[Problem to work on] Can you turn the data into a numbered list, starting at its first line and ending at the line containing "147 86 L 148", with both of those lines included and blank lines left out?

==== Entries supplied ====

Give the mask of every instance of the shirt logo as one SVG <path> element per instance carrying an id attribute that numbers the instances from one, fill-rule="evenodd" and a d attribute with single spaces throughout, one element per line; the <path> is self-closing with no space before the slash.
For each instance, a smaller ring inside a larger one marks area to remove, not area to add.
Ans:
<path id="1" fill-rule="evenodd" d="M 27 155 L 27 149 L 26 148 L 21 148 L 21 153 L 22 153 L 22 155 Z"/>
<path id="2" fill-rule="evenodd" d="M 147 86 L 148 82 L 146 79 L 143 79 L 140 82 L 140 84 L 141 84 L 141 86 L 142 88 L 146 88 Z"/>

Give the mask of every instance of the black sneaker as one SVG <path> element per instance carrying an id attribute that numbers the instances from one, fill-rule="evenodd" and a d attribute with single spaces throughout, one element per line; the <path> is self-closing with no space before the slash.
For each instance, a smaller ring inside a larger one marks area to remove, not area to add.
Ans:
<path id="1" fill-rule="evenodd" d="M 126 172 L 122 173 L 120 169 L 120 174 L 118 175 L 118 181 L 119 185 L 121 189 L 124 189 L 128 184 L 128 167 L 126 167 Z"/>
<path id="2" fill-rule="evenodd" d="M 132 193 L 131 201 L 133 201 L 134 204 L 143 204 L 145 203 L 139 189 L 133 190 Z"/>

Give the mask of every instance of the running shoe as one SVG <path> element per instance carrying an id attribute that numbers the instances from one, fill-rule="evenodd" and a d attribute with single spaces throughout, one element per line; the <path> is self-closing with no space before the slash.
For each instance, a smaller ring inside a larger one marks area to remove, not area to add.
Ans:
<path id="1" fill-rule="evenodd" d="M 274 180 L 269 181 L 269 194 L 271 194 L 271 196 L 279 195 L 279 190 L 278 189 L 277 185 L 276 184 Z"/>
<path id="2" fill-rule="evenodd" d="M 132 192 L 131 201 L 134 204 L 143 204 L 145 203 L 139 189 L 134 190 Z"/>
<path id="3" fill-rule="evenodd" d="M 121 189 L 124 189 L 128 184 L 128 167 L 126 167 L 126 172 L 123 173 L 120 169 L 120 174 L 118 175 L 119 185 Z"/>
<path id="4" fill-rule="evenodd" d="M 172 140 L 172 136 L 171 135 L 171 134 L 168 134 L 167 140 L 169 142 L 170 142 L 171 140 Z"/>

====

[Reply to the exercise]
1. Give the mask of every instance of the shirt logo as one SVG <path> element per instance carrying an id attribute that numbers the instances from one, fill-rule="evenodd" and a d attribute with single spaces throughout, one element per line; the <path> is self-closing with no space before the slash.
2. For each instance, a smaller ring inside a larger one marks area to remove, not area to add.
3. Ans:
4. <path id="1" fill-rule="evenodd" d="M 27 155 L 27 149 L 26 148 L 21 148 L 21 153 L 22 153 L 22 155 Z"/>
5. <path id="2" fill-rule="evenodd" d="M 147 86 L 148 82 L 146 79 L 143 79 L 140 82 L 140 84 L 141 84 L 141 86 L 142 88 L 146 88 Z"/>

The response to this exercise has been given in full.